_Directions for this task_. Print each entry precisely; exclude the pictures.

_Provided records_.
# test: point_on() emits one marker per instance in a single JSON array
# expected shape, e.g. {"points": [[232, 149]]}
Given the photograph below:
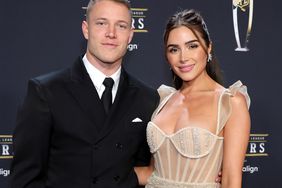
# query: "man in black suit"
{"points": [[66, 136]]}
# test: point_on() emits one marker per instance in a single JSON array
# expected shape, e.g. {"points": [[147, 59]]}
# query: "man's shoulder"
{"points": [[54, 76]]}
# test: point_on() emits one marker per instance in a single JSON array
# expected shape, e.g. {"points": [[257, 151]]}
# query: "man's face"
{"points": [[108, 31]]}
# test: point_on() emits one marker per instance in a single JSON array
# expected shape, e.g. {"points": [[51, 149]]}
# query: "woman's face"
{"points": [[185, 54]]}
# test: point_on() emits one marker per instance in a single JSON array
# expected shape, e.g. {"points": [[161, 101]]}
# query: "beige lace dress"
{"points": [[192, 156]]}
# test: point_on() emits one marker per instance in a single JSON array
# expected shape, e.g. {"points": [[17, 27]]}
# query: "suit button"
{"points": [[94, 180], [119, 146], [116, 178], [95, 147]]}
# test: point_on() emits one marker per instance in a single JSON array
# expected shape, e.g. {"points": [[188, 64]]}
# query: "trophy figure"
{"points": [[242, 6]]}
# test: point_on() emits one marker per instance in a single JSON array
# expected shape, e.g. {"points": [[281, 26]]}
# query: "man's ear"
{"points": [[131, 35], [84, 27], [210, 48]]}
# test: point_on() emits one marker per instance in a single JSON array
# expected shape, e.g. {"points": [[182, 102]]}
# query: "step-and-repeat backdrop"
{"points": [[38, 36]]}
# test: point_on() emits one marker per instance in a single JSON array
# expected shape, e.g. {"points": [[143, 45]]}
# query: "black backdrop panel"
{"points": [[37, 37]]}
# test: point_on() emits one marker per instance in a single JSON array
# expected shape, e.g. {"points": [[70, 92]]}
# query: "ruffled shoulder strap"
{"points": [[239, 87], [225, 107], [165, 92]]}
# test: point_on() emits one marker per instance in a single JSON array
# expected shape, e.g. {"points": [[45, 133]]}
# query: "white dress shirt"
{"points": [[98, 77]]}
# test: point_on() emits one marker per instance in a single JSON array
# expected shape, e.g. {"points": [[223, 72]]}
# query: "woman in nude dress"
{"points": [[200, 127]]}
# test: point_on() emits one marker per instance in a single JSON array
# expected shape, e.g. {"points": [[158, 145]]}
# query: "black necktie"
{"points": [[107, 94]]}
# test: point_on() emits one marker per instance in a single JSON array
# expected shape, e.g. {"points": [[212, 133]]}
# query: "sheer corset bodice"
{"points": [[191, 156]]}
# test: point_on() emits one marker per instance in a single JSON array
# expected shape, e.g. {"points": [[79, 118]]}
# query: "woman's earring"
{"points": [[209, 58]]}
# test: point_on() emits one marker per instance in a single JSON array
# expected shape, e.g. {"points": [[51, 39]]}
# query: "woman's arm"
{"points": [[236, 137], [144, 172]]}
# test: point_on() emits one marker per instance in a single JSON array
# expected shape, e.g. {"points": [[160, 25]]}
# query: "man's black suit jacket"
{"points": [[56, 141]]}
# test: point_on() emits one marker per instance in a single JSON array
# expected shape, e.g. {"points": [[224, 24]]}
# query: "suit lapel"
{"points": [[123, 101], [83, 90]]}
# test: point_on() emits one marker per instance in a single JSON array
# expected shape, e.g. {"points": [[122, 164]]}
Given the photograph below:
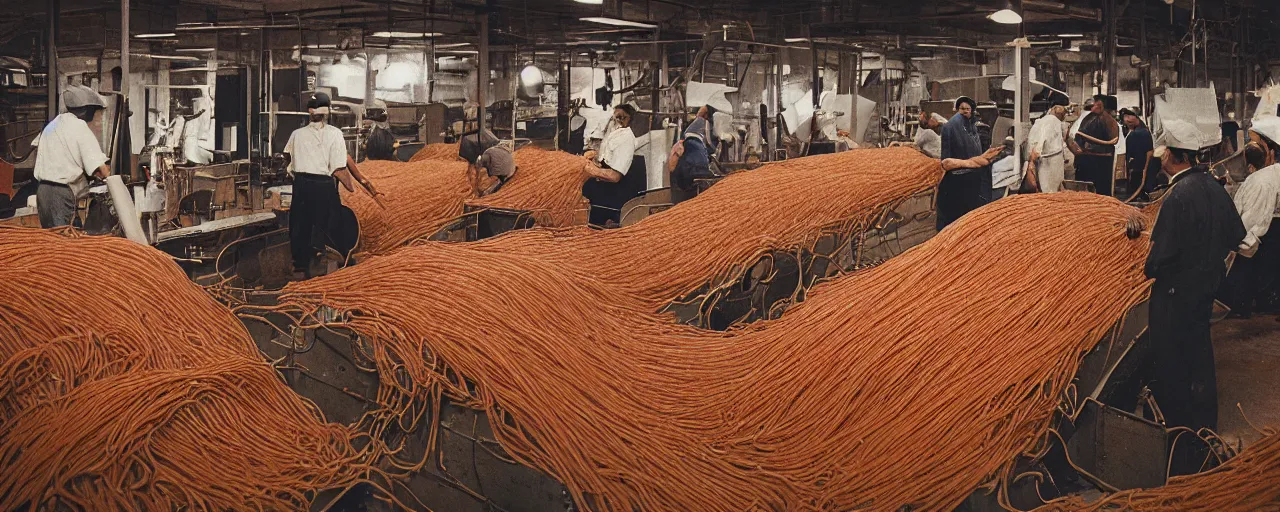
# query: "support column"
{"points": [[481, 67], [1022, 97], [51, 10]]}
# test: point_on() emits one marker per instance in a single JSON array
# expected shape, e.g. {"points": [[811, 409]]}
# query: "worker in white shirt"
{"points": [[68, 155], [617, 149], [618, 174], [1258, 201], [318, 154], [1047, 144], [928, 137]]}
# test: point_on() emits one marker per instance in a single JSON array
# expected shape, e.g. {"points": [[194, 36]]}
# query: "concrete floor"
{"points": [[1247, 355]]}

_Problem solution_.
# test: point_on() emits one marker per instance in a single JSON array
# expected shape, e.g. {"points": [[232, 149]]}
Given the photograph below:
# query: "man in black suit"
{"points": [[66, 136]]}
# test: point_on() emits one marker per instance in a single JSON array
# expected shape, e.g. {"points": [[147, 59]]}
# query: "man's shoulder"
{"points": [[54, 76]]}
# test: point_on() emits one marker per instance in a single JSON array
# expected shape, e.g. {"points": [[257, 151]]}
# query: "man's face"
{"points": [[108, 31]]}
# test: point_on() emits one marker per instance in a single JSON array
# expected shape, e.g. {"points": [[51, 149]]}
# query: "woman's face"
{"points": [[185, 54]]}
# test: point_on() emits one marker per instance in a single JSON array
# expected shape, e.g. {"points": [[161, 101]]}
# query: "beige lace dress"
{"points": [[192, 156]]}
# test: point_on() emits one marker per instance in a single JSON array
# expected shape, e.g. {"points": [[17, 27]]}
# query: "suit button"
{"points": [[94, 180], [119, 146], [116, 178], [95, 147]]}
# test: point_on() emits one marker per instance in a single JSON array
# expected shape, e.g. {"points": [[188, 64]]}
# query: "trophy figure"
{"points": [[242, 6]]}
# test: point_on() emits one marker per instance in a single JSON array
# expected shape, e.g. {"points": [[281, 26]]}
# query: "man's ear"
{"points": [[131, 35], [84, 27], [210, 48]]}
# test: point_on() emits one marker per instance in a single JSON array
# expected shape, e.g. {"points": [[182, 102]]}
# query: "step-and-repeat backdrop"
{"points": [[38, 36]]}
# test: point_on() emits one marker per instance in a single JSON array
# expected shape, e.g. {"points": [[143, 45]]}
# query: "black backdrop panel"
{"points": [[37, 37]]}
# test: point_on() emits one marker per instance in a single JSON array
# expected shape, e.g. {"points": [[70, 92]]}
# query: "ruffled shoulder strap"
{"points": [[239, 87], [225, 107], [165, 92]]}
# test: point_on() emits one marker per instance in a single JSON array
# expected shape, e.g. {"points": [[45, 133]]}
# query: "white dress shirt"
{"points": [[98, 77]]}
# test: point_on() emits one marker per instance in a single JSON array
# expected shape, e.g. {"points": [[223, 72]]}
# query: "woman in nude dress"
{"points": [[200, 127]]}
# test: point_on() emits one marker per instance in a single JSON array
# expected shape, e.g. {"points": [[158, 145]]}
# query: "black necktie"
{"points": [[107, 94]]}
# test: point_on() emits one marker per instance in a single JSON array
# expected shape, e.g. {"points": [[212, 133]]}
# query: "sheer corset bodice"
{"points": [[191, 156]]}
# test: point_on() emits one marker per instance in a single JSON array
# expected shape, e.g. {"points": [[79, 118]]}
# query: "woman's earring"
{"points": [[209, 58]]}
# test: point_on() emits one marker per instance in a single JSON array
# expected shape, e.g. {"points": [[51, 39]]}
# query: "woman's arm"
{"points": [[236, 137], [144, 172]]}
# test: point_on() emits one marker per instance in a single JSON array
# expected shape, e.g. {"points": [[160, 25]]}
# query: "man's black suit jacket"
{"points": [[56, 141]]}
# test: point_on() emits one marker per instance in a single JSON array
# expected shape, e.g. {"points": [[224, 24]]}
# query: "suit lapel"
{"points": [[123, 101], [83, 90]]}
# test: point_on() emits one marker per instance in a single JSON array
# expected shape, e.g. {"points": [[122, 164]]}
Given the photograph below:
# query: "support column"
{"points": [[481, 67], [1022, 97], [51, 10]]}
# test: point_on() emits one marker per instance in a single JSON array
# expected shape, e.g. {"points": [[811, 409]]}
# query: "worker in white shirt"
{"points": [[68, 155], [617, 149], [618, 174], [1258, 201], [318, 154], [1047, 144], [928, 137]]}
# test: point_on() emits one marker per instance in a single JSON array
# expected shape, e.g. {"points": [[194, 36]]}
# query: "concrete floor"
{"points": [[1247, 355]]}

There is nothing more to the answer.